* **Excerpt to read**

Increasingly, software developers have the ability to not only maintain and architect code, but extend their expertise to providing direction to the business. By using domain-driven-design (DDD), developers can discover customer behaviors and recommend practices that change the nature of the business.
Jef Claes, a ‘professional code slinger’ with a blog, was asked to refactor an application written by offshore developers into something that would be more manageable and extensible by their in-house team. Additionally, the newly refactored application would have to be more in line with his company's business needs as an online gambling site. He chose to employ the DDD methodology and its architectural approach for the refactoring effort; yielding aggregates, entities, and value objects, in addition to employing event sourcing as the new system's state mechanism. The resulting system discovered customer behaviors which led to changes in business practice as well as cultural changes in the company.
InfoQ interviewed Claes about this project and how it benefitted the business.
InfoQ: You worked at an online gambling company, where your team refactored their monolithic application into DDD-based microservices. Could you briefly describe the project, its successes, and its failures?
Jef Claes: Saying that we refactored our application into microservices would be a bit of an overstatement. However, since the monolith we inherited was bursting at the seams and not very well structured, we did put quite some effort in searching for meaningful boundaries, breaking things up. Starting out, this can be as trivial as trying to model boundaries as namespaces or modules, which can eventually lead to extracting the whole thing and putting it in its own physical boundary.
The first commitment to this project happened somewhere around four years ago, a few months after all land-based (thus licensed) Belgian casinos received the news that online gambling in Belgium would become legal.

[Records from a point-labeling set]
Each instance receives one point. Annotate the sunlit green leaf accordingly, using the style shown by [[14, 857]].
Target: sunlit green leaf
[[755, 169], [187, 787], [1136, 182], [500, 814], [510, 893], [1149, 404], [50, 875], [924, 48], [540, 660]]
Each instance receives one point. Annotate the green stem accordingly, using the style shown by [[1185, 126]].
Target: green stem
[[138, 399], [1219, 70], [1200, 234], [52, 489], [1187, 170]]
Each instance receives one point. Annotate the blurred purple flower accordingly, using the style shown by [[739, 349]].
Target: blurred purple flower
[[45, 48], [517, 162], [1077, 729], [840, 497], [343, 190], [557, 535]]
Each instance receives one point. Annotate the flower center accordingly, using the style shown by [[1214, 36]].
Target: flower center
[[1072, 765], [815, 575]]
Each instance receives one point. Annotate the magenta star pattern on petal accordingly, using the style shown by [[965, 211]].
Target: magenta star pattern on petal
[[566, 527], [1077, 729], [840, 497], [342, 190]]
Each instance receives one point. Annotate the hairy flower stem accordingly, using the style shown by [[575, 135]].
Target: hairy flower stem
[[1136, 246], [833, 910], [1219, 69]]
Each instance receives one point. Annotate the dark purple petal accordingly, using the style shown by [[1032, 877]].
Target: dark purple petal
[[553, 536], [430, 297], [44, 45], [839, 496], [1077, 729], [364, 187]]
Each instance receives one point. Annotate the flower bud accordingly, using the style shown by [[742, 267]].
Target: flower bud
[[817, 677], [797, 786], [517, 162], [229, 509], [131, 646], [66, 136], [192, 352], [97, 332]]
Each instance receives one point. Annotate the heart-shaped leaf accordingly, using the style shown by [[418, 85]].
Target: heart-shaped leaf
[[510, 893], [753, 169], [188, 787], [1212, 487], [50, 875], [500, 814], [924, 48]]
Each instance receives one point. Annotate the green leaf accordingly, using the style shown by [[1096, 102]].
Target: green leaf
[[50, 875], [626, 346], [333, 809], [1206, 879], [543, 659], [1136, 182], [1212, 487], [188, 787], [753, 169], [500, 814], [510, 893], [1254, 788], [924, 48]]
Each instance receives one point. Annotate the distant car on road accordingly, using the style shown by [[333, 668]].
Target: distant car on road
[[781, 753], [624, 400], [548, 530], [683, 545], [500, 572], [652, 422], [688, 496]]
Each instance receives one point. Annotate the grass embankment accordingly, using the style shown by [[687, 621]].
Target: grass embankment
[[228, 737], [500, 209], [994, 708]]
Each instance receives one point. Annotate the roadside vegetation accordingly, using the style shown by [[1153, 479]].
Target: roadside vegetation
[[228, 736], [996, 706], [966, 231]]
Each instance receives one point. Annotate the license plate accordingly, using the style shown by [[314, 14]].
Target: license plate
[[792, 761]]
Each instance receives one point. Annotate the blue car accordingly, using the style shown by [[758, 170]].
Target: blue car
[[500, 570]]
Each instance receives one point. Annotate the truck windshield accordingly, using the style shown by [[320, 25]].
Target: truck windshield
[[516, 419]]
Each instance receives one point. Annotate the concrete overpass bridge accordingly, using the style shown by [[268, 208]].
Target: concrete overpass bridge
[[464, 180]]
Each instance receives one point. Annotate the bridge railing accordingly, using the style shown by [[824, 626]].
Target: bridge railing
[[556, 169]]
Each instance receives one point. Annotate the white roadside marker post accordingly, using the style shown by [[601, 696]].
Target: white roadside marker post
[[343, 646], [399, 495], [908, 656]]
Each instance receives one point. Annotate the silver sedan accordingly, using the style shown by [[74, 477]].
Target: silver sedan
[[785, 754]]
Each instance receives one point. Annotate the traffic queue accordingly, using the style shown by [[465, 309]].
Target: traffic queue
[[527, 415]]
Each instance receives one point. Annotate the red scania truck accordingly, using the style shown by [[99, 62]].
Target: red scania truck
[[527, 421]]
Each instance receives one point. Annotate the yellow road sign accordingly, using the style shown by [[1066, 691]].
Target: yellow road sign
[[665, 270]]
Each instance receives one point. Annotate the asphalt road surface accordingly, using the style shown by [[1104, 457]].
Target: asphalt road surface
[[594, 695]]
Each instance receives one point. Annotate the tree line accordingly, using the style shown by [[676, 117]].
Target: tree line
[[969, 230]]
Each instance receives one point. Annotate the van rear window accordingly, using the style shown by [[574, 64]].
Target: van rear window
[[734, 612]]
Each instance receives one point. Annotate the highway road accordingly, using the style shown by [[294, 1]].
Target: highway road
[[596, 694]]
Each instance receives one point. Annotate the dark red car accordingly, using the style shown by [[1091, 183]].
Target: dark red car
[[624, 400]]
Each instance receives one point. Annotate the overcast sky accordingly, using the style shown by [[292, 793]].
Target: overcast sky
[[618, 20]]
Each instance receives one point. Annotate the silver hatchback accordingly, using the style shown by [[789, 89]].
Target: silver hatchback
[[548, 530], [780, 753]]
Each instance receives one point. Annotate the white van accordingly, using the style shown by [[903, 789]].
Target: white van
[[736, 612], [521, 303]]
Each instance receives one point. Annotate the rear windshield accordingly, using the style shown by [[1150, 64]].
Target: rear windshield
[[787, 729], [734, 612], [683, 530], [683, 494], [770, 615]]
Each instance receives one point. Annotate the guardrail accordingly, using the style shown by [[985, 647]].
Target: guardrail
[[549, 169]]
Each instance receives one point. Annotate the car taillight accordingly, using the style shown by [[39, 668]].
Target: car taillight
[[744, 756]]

* **Work to complete**
A) In the domain-driven design interview, what did the refactored system use as its state mechanism?
B) Print the part of the domain-driven design interview from "Jef Claes: Saying" to "would become legal.".

* **Outputs by task**
A) Event sourcing.

B)
Jef Claes: Saying that we refactored our application into microservices would be a bit of an overstatement. However, since the monolith we inherited was bursting at the seams and not very well structured, we did put quite some effort in searching for meaningful boundaries, breaking things up. Starting out, this can be as trivial as trying to model boundaries as namespaces or modules, which can eventually lead to extracting the whole thing and putting it in its own physical boundary.
The first commitment to this project happened somewhere around four years ago, a few months after all land-based (thus licensed) Belgian casinos received the news that online gambling in Belgium would become legal.